Extrait présenté.
La Cour s’est félicitée de la tenue de ces premières audiences virtuelles pour ses avantages au bénéfice des citoyens de la Communauté qui ne paieront plus de billet d’avion et de frais d’hôtel pour eux-mêmes et leurs avocats pour se rendre à Abuja pour prendre part aux audiences de la Cour.
Pour rendre durable cette audience virtuelle ainsi que les systèmes de gestion et de dépôt des dossiers d’affaires dont le lancement vient d’avoir lieu, le président a fait savoir que la Cour doit être soutenue et bien outillée en termes de dotation en personnel informaticien. “La substance de mon assertion ici est que la Cour a besoin d’être soutenue pour embaucher immédiatement au moins trois informaticiens pour satisfaire entièrement tous ses besoins informatiques”, a déclaré le président.
Pour une Cour dynamique, son président a évoqué des insuffisances à corriger. Celles-ci sont relatives à la réduction du nombre de traducteurs de neuf (9) à six (6) dans l’organigramme de 2018.
Dans son plaidoyer, l’Hon. Juge Edward Amoako Asante, président de la Cour de Justice de la Cédéao a expliqué que les Juges ont besoin de la traduction rapide des actes de procédure dans les trois langues officielles pour faciliter leur travail quand on sait que l’insuffisance des capacités au niveau de la Division des services linguistiques ne peut que conduire à des retards excessifs dans l’administration de la justice.
A ses dires, à présent, il y a 431 actes de procédure qui attendent d’être traduits dont 98 vers l’anglais, 89 vers le français et 224 vers le portugais: “Actuellement, nous comptons de plus en plus sur les traducteurs indépendants pour la traduction des actes de procédure en portugais. Les actes de procédure et les arrêts sont hautement confidentiels et doivent être traités par des agents rémunérés accrédités qui peuvent être tenus responsables de toutes fautes dans l’exercice de leurs fonctions. En réalité, la Cour a besoin d’au moins douze traducteurs pour les trois langues”.

Données d'entrée.
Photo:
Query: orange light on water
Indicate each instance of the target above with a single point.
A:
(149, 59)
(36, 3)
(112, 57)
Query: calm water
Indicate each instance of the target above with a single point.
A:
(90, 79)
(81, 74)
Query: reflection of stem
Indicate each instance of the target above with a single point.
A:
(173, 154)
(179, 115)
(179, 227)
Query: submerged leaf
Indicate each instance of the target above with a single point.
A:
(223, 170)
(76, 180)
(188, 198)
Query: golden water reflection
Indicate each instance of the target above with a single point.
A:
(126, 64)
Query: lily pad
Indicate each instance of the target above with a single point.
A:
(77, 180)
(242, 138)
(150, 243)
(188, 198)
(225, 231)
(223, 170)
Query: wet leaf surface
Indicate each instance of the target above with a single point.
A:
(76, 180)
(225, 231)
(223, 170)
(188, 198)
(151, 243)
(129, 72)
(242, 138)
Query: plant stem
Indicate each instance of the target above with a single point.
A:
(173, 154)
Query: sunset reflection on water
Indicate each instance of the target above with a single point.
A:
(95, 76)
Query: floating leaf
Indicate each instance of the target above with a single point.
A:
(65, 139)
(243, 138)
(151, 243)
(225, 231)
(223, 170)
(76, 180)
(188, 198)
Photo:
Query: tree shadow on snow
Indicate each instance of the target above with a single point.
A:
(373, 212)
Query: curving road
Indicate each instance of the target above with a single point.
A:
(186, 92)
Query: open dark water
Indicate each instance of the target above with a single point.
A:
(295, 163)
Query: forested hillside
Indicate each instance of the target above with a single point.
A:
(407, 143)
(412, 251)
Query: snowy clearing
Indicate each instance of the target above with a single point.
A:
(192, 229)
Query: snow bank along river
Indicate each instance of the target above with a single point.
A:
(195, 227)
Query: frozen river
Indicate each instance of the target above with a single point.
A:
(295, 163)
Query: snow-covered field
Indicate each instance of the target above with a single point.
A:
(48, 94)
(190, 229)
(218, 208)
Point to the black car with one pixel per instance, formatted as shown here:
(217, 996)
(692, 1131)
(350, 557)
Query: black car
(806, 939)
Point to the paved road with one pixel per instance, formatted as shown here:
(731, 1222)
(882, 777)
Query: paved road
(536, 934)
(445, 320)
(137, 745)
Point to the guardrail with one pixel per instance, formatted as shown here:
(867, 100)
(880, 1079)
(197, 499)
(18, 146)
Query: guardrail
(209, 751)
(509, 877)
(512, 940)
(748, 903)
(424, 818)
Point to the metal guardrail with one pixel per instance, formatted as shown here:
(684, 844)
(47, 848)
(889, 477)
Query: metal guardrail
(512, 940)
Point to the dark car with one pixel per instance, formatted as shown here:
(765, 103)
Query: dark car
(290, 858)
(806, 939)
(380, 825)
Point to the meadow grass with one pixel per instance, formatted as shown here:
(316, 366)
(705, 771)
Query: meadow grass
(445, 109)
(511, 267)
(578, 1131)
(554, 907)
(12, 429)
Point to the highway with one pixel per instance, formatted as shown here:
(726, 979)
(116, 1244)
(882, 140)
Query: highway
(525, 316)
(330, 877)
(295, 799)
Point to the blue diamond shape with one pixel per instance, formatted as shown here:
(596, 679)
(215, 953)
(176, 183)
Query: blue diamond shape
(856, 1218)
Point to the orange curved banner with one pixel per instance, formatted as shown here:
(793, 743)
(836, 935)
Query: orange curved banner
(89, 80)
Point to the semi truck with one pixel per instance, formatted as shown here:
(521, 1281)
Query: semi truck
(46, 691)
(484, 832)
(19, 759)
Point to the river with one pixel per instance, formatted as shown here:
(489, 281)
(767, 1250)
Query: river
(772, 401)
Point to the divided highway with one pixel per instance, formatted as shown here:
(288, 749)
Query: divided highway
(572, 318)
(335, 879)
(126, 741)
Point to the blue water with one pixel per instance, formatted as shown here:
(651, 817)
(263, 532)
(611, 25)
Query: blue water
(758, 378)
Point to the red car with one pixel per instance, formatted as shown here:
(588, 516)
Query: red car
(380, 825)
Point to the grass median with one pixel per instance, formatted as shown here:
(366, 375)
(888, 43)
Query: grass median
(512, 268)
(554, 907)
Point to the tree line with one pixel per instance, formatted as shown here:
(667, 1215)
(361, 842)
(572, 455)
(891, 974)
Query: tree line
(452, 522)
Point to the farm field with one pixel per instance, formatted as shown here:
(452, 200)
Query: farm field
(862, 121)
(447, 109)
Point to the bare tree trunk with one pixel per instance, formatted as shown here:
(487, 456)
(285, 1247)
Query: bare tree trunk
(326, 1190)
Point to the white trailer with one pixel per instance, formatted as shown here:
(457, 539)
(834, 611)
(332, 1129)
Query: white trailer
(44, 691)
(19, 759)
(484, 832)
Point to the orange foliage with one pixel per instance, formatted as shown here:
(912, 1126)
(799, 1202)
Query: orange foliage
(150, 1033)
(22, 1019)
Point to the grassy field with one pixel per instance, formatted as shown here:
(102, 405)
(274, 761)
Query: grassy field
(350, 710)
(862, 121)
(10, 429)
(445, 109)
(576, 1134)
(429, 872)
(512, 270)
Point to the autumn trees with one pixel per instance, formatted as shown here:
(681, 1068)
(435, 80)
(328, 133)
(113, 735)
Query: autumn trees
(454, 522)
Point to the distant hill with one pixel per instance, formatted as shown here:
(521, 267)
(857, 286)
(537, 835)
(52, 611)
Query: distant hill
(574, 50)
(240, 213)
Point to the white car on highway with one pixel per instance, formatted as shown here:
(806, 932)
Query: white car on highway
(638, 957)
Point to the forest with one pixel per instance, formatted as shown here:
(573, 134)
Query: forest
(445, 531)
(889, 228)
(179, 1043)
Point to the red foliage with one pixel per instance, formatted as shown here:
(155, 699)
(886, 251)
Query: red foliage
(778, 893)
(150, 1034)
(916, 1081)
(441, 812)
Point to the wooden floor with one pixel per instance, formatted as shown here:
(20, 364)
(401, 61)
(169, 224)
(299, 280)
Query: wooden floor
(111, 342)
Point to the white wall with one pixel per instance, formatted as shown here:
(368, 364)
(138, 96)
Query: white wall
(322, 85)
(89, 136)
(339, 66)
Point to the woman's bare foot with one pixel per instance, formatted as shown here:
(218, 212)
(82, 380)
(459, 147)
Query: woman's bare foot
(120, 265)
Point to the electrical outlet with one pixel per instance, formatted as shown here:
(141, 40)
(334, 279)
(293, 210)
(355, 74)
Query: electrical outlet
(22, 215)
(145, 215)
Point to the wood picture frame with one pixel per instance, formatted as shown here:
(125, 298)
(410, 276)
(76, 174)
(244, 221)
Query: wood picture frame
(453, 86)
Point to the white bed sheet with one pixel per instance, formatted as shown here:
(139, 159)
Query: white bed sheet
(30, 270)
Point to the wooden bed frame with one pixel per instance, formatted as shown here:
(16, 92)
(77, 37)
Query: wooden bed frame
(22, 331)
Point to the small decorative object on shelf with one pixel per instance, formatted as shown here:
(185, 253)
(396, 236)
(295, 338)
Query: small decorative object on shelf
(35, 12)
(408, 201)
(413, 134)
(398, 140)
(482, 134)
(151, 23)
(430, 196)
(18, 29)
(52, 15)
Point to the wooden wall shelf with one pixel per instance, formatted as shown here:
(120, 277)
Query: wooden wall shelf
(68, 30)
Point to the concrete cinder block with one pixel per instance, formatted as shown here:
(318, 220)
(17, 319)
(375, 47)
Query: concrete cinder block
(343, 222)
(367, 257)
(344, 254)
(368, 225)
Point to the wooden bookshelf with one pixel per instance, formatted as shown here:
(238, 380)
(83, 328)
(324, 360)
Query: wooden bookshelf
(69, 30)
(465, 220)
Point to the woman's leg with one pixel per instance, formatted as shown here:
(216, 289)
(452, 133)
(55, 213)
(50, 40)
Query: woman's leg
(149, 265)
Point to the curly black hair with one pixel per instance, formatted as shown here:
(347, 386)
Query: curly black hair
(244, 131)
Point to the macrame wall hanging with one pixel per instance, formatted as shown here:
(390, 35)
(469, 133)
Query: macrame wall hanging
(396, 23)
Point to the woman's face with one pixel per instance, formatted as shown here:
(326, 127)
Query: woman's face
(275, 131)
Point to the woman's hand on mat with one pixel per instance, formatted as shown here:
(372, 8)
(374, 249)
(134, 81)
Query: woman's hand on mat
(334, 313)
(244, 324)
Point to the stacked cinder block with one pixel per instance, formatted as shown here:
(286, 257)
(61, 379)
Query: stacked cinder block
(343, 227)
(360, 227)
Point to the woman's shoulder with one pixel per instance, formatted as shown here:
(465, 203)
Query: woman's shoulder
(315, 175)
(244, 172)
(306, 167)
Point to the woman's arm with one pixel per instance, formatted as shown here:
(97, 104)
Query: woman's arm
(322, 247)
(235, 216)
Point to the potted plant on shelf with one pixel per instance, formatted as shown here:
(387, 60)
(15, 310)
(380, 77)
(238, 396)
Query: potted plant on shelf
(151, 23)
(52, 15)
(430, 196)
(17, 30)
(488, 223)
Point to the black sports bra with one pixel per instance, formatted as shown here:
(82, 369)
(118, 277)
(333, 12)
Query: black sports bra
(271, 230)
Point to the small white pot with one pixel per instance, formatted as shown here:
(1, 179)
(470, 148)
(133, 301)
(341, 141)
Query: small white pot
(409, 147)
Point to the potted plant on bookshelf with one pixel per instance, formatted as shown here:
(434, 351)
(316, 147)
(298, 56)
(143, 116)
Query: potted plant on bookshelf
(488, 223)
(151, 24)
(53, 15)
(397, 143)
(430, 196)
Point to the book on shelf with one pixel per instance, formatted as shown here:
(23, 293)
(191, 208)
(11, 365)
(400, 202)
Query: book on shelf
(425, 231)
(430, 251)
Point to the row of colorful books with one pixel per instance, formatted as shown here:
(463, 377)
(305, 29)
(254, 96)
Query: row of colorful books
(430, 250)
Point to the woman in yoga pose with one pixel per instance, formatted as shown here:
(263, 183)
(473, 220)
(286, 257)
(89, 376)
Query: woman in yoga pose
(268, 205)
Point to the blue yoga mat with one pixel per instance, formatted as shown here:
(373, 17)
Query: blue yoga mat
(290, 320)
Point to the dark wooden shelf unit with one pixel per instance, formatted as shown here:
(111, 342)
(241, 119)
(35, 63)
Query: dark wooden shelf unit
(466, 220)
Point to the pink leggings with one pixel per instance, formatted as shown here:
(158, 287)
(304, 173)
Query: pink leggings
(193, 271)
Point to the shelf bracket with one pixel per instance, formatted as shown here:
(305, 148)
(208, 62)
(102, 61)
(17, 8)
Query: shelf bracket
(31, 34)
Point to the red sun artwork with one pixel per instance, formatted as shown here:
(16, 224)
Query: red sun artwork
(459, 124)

Consignes des tâches.
**a)** Reproduisez fidèlement le passage de l'extrait sur la Cour de Justice de la Cédéao commençant par « Pour rendre durable » et se terminant par « déclaré le président. ».
**b)** D'après l'extrait sur la Cour de Justice de la Cédéao, vers quelles langues des actes de procédure attendent-ils d'être traduits ?
**c)** Pour quelle raison l'extrait sur la Cour de Justice de la Cédéao indique-t-il que les actes de procédure et les arrêts doivent être traités par des agents rémunérés accrédités ?

Réponses.
**a)**
Pour rendre durable cette audience virtuelle ainsi que les systèmes de gestion et de dépôt des dossiers d’affaires dont le lancement vient d’avoir lieu, le président a fait savoir que la Cour doit être soutenue et bien outillée en termes de dotation en personnel informaticien. “La substance de mon assertion ici est que la Cour a besoin d’être soutenue pour embaucher immédiatement au moins trois informaticiens pour satisfaire entièrement tous ses besoins informatiques”, a déclaré le président.

**b)** L'anglais, le français et le portugais.

**c)** Ces documents sont hautement confidentiels. Ils doivent donc être confiés à des agents rémunérés accrédités, qui peuvent être tenus responsables de toute faute commise dans l'exercice de leurs fonctions.